- [READING PASSAGE]
§

Correction: An earlier version of this article misspelled the name of the Macaulay Hatchery. It’s Macaulay, not Macauley. This article has been updated to reflect the change.
King salmon fishing near Macaulay Hatchery will close Sunday, according to a release from the Alaska Department of Fish and Game.
ADFG made the announcement Tuesday. The closure is meant to protect the hatchery’s king salmon brood stock, or the fish they need to reproduce another year of hatchery king salmon. Macaulay Hatchery, run by Douglas Island Pink and Chum Inc., needs the eggs and sperm from 500 king salmon to meet brood stock goals.
They capture those fish using a fish ladder, a series of concrete pools that leads salmon up to the hatchery and is designed to mimic a fresh-water stream. Macaulay has captured only one king salmon with their fish ladder so far this year, said Operations Manager Brock Meredith in a Tuesday phone interview. But it’s still early. In a normal year, the bulk of their brood stock in the first two weeks of August, Meredith said.
“We don’t expect to see that many up the ladder at this point,” Meredith said. “We’re hoping to have brood stock in early August.”
With only a small number of wild and hatchery king salmon returning to the Juneau area this year, fishery managers are “exercising caution” in closing the area down, Meredith said. In the waters 200 yards offshore between the end of Channel Drive and a point near the Samson Tug and Barge property, fishing and snagging will be prohibited until Aug. 15. It could be opened up earlier than that if Macaulay gets its brood stock.
Meredith is in close contact with ADFG, he said. Once brood stock goals are met, Meredith will inform ADFG that they have the fish they need. ADFG might lift the closure then.
“As soon as we get the last fish we need, we’re going to call up Dan (Teske, sport fish manager) and say yeah we’ve got them,” Meredith said.
If Macaulay doesn’t get enough brood stock up their ladder, they could borrow eggs from other Douglas Island Pink and Chum hatcheries. Seining fish at Fish Creek, where DIPAC releases king salmon, is a third option should they not meet brood stock goals.

§

Image point grounding data:

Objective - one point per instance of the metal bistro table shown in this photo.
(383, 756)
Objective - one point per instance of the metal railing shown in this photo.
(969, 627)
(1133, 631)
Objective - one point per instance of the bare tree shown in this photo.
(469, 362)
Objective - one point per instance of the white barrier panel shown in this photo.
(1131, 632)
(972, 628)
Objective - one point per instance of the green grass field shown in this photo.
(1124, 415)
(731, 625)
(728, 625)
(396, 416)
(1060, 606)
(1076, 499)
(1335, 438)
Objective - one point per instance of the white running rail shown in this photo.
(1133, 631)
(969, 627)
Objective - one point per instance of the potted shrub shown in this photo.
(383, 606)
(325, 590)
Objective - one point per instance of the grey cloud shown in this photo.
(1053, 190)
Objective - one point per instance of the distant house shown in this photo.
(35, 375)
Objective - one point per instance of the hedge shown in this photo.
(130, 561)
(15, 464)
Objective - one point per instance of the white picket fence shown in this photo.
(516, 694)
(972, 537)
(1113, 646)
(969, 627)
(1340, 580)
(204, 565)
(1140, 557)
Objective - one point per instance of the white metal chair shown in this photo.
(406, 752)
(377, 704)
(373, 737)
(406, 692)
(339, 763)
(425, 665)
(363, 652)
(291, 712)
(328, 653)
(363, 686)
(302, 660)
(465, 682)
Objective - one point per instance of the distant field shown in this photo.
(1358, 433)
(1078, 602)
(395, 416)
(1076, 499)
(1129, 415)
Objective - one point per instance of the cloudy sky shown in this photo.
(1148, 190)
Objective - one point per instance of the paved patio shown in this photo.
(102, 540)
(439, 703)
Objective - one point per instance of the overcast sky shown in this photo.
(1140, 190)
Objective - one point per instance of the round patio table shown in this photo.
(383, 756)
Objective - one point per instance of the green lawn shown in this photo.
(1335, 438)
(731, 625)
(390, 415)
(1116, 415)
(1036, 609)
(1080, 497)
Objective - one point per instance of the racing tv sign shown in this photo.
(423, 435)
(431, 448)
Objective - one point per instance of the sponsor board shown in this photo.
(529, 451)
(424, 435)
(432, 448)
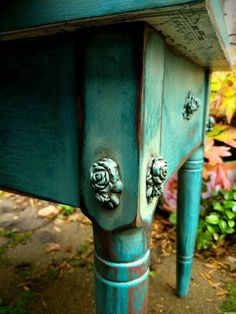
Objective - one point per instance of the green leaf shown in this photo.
(223, 226)
(231, 223)
(229, 204)
(230, 230)
(228, 195)
(229, 214)
(173, 218)
(211, 229)
(213, 219)
(217, 206)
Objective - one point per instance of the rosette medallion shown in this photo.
(106, 182)
(156, 175)
(191, 105)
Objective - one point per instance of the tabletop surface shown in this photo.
(195, 28)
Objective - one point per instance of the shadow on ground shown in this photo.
(46, 266)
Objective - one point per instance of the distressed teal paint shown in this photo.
(189, 193)
(111, 66)
(38, 120)
(121, 271)
(181, 136)
(17, 15)
(150, 115)
(215, 10)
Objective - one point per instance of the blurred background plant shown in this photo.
(218, 205)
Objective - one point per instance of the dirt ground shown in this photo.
(46, 265)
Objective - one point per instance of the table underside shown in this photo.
(116, 91)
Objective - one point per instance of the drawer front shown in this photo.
(38, 119)
(181, 133)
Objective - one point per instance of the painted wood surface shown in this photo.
(122, 96)
(121, 271)
(111, 61)
(22, 14)
(196, 28)
(189, 194)
(181, 136)
(150, 115)
(38, 119)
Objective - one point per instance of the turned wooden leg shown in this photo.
(121, 271)
(121, 170)
(189, 193)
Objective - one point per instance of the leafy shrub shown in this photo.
(218, 218)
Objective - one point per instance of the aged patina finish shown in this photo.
(87, 109)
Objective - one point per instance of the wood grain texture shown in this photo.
(38, 120)
(111, 62)
(150, 114)
(189, 194)
(180, 136)
(22, 14)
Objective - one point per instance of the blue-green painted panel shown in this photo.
(111, 61)
(150, 122)
(179, 135)
(24, 14)
(38, 120)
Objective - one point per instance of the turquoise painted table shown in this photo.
(100, 103)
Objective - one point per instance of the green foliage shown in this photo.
(173, 218)
(223, 95)
(230, 303)
(20, 306)
(66, 209)
(218, 219)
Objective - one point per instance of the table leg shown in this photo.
(189, 193)
(121, 271)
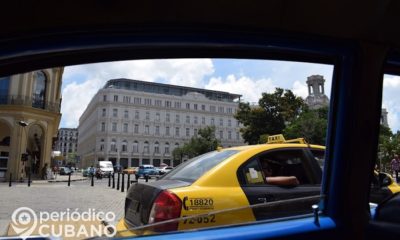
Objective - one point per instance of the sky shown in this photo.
(250, 78)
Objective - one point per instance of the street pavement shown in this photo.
(57, 196)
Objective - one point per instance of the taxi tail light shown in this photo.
(166, 206)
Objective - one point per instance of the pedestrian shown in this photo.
(44, 172)
(395, 164)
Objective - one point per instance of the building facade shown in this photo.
(67, 145)
(29, 119)
(131, 122)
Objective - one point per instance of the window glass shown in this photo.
(385, 177)
(190, 114)
(195, 168)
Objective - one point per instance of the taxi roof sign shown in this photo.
(279, 138)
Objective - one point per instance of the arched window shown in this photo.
(39, 90)
(166, 148)
(135, 147)
(146, 147)
(113, 145)
(4, 88)
(102, 145)
(124, 145)
(156, 147)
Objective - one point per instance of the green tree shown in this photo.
(388, 145)
(204, 142)
(274, 112)
(311, 125)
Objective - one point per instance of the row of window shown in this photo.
(67, 139)
(135, 147)
(168, 117)
(114, 127)
(168, 104)
(65, 145)
(68, 133)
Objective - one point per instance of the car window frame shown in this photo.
(338, 53)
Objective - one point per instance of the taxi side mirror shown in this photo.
(384, 180)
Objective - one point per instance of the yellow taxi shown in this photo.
(130, 170)
(228, 186)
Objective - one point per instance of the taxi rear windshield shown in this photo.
(194, 168)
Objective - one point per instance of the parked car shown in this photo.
(284, 172)
(105, 168)
(86, 172)
(146, 170)
(164, 170)
(117, 168)
(130, 170)
(65, 170)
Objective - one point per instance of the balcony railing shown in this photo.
(29, 101)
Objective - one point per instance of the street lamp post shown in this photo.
(23, 124)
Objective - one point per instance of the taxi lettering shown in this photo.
(202, 219)
(198, 203)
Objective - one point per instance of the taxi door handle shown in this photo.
(262, 200)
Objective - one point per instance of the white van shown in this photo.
(106, 168)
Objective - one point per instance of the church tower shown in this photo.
(316, 92)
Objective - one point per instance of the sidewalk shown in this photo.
(62, 178)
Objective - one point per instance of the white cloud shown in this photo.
(391, 100)
(251, 89)
(300, 89)
(81, 82)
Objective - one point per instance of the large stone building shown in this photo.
(29, 119)
(131, 122)
(316, 96)
(67, 145)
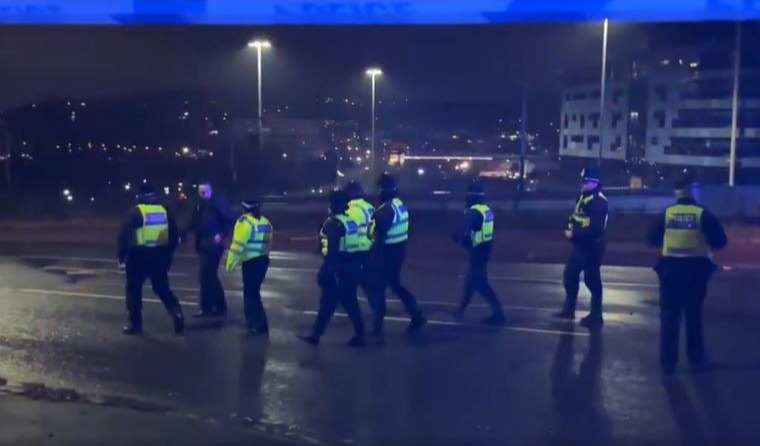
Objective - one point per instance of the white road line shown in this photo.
(88, 295)
(458, 324)
(307, 312)
(511, 279)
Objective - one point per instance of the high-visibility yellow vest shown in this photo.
(252, 238)
(399, 230)
(349, 242)
(683, 232)
(579, 217)
(361, 212)
(485, 234)
(155, 228)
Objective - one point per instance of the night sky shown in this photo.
(425, 64)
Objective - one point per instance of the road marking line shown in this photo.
(458, 324)
(90, 295)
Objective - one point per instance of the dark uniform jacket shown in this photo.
(715, 236)
(132, 221)
(594, 206)
(210, 217)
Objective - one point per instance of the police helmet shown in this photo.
(386, 182)
(354, 189)
(251, 204)
(591, 174)
(146, 190)
(685, 181)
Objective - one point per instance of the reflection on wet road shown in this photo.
(533, 381)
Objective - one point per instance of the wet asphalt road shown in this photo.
(534, 381)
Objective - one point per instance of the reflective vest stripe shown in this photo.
(399, 230)
(155, 228)
(485, 234)
(361, 212)
(683, 232)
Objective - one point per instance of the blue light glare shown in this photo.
(366, 12)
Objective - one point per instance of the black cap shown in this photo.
(591, 174)
(251, 203)
(146, 189)
(476, 189)
(685, 181)
(386, 182)
(354, 189)
(338, 200)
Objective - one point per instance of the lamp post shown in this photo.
(260, 46)
(373, 73)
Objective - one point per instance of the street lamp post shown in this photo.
(602, 95)
(373, 73)
(260, 45)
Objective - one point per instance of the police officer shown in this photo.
(336, 277)
(211, 222)
(251, 244)
(476, 236)
(389, 232)
(361, 212)
(688, 234)
(586, 231)
(146, 245)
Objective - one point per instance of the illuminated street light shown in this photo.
(260, 45)
(373, 73)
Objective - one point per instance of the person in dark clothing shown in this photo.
(688, 234)
(586, 231)
(389, 232)
(211, 222)
(336, 276)
(476, 235)
(146, 244)
(251, 244)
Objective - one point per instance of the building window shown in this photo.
(590, 141)
(617, 95)
(659, 116)
(594, 118)
(617, 144)
(662, 92)
(616, 118)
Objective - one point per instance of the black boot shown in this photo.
(310, 339)
(179, 323)
(592, 321)
(132, 329)
(495, 319)
(416, 324)
(565, 314)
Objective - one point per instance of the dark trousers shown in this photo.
(588, 262)
(386, 273)
(153, 265)
(338, 288)
(476, 280)
(212, 294)
(682, 293)
(254, 273)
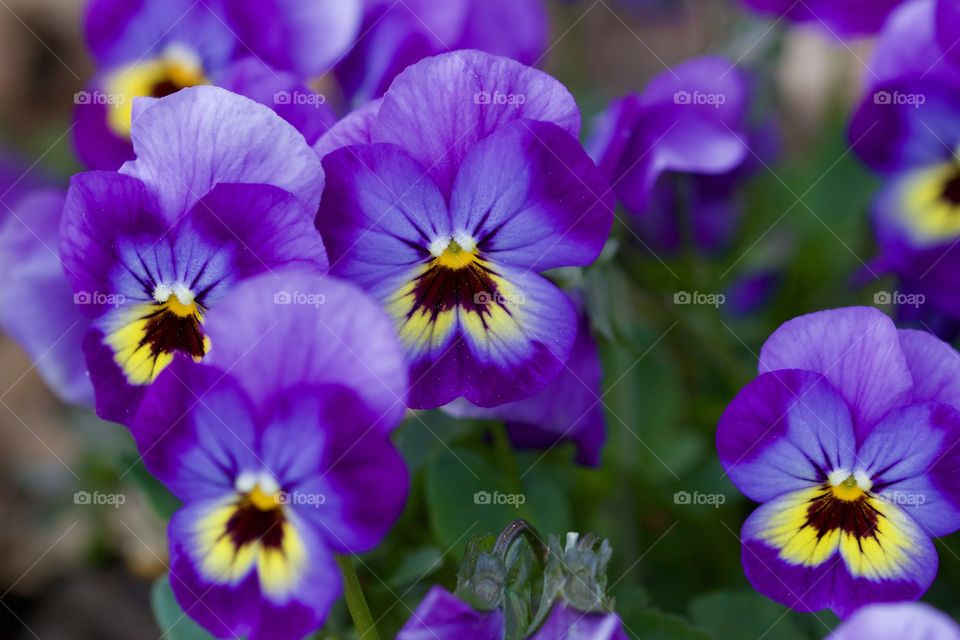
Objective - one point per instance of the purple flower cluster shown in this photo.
(260, 292)
(906, 130)
(677, 154)
(194, 295)
(849, 440)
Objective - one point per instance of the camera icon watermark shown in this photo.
(499, 98)
(299, 298)
(698, 98)
(698, 499)
(99, 97)
(715, 300)
(915, 300)
(96, 498)
(301, 498)
(897, 98)
(98, 297)
(903, 498)
(512, 499)
(483, 298)
(307, 98)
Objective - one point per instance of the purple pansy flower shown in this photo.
(684, 144)
(906, 129)
(222, 189)
(450, 213)
(395, 35)
(568, 409)
(901, 621)
(156, 47)
(443, 615)
(838, 17)
(850, 439)
(278, 445)
(37, 305)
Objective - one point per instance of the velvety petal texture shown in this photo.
(38, 308)
(569, 409)
(246, 143)
(277, 472)
(849, 438)
(442, 615)
(846, 346)
(839, 18)
(290, 35)
(155, 247)
(565, 623)
(397, 35)
(450, 239)
(684, 145)
(902, 621)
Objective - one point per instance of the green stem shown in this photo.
(357, 604)
(501, 442)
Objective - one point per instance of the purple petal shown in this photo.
(724, 88)
(948, 28)
(37, 305)
(96, 144)
(569, 408)
(934, 366)
(291, 35)
(898, 621)
(531, 197)
(304, 328)
(354, 128)
(857, 349)
(242, 609)
(907, 125)
(516, 29)
(379, 213)
(565, 623)
(125, 31)
(195, 427)
(261, 226)
(439, 108)
(827, 574)
(283, 92)
(508, 355)
(327, 436)
(839, 18)
(442, 615)
(912, 456)
(669, 140)
(245, 143)
(783, 432)
(103, 210)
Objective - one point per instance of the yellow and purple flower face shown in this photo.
(280, 462)
(849, 439)
(451, 212)
(149, 251)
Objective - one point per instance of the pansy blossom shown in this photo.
(220, 192)
(278, 446)
(850, 440)
(472, 184)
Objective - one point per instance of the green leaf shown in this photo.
(467, 494)
(171, 619)
(744, 616)
(655, 625)
(158, 497)
(414, 566)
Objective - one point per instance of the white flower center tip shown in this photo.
(163, 291)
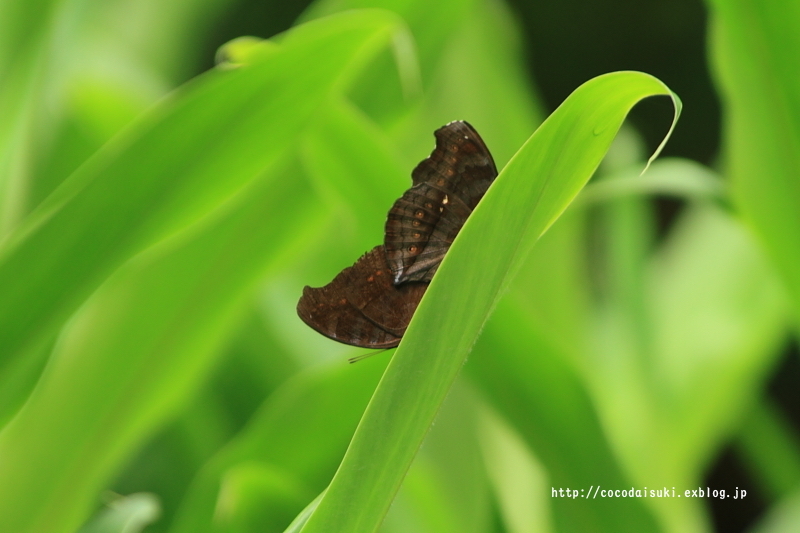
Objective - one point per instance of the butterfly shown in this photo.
(370, 304)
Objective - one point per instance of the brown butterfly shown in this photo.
(371, 303)
(448, 185)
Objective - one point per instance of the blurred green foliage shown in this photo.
(155, 234)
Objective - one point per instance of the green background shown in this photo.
(159, 216)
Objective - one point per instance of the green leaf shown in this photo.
(755, 46)
(527, 197)
(182, 161)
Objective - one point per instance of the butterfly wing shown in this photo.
(361, 306)
(423, 223)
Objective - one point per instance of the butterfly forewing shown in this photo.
(423, 223)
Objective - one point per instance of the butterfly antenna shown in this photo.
(363, 356)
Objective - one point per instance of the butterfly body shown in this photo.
(370, 304)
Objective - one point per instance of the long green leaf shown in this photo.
(531, 192)
(755, 48)
(185, 159)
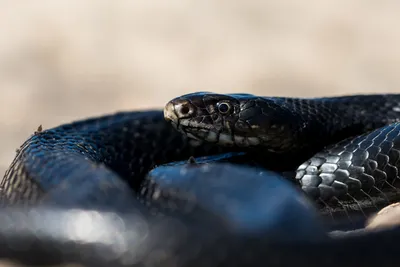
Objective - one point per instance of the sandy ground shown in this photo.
(70, 59)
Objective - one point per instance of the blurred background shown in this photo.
(70, 59)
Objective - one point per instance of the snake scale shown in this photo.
(118, 190)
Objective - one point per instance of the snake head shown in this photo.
(242, 120)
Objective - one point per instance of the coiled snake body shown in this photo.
(345, 151)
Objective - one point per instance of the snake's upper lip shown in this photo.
(169, 113)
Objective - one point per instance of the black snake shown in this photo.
(98, 205)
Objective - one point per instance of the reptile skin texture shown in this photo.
(111, 172)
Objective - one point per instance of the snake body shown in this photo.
(345, 149)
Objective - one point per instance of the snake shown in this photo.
(210, 180)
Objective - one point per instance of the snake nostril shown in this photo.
(185, 110)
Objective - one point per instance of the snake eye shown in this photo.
(224, 107)
(184, 109)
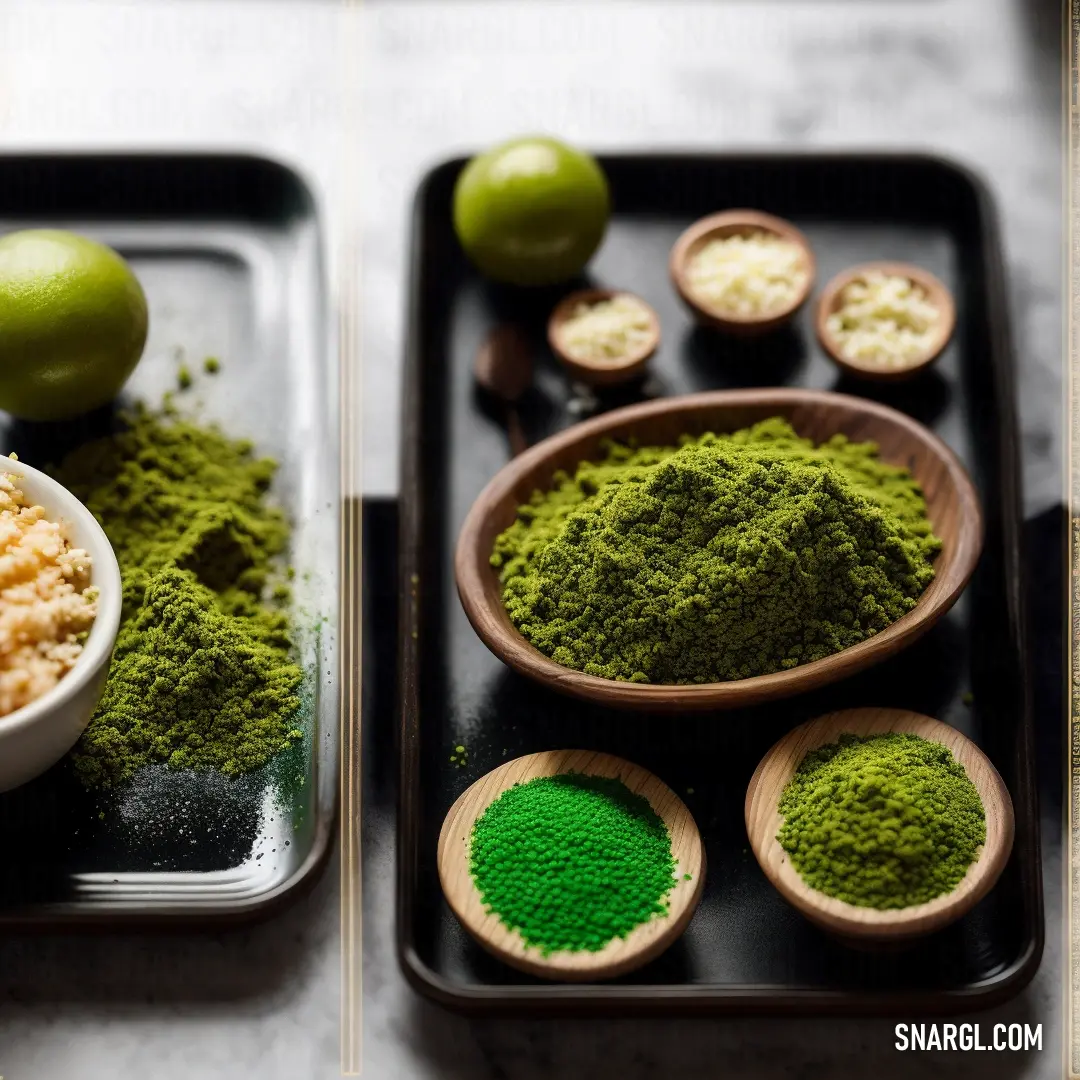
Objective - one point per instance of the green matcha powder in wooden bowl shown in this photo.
(725, 557)
(203, 674)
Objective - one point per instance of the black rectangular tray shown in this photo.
(746, 949)
(229, 252)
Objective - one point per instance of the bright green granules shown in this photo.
(572, 861)
(202, 674)
(724, 557)
(887, 822)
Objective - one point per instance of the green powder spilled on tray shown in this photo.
(887, 821)
(202, 674)
(724, 557)
(572, 861)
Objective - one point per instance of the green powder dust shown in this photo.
(724, 557)
(572, 861)
(888, 821)
(202, 674)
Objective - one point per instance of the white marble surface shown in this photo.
(417, 80)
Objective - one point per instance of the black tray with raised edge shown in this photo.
(229, 252)
(746, 949)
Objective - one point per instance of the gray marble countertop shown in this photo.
(416, 81)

§

- [ABOUT THIS TASK] According to the article on the king salmon fishing closure, what are all the ways Macaulay Hatchery could get the king salmon brood stock it needs?

- [ANSWER SPACE]
- Capturing king salmon with its fish ladder
- Borrowing eggs from other Douglas Island Pink and Chum hatcheries
- Seining fish at Fish Creek, where DIPAC releases king salmon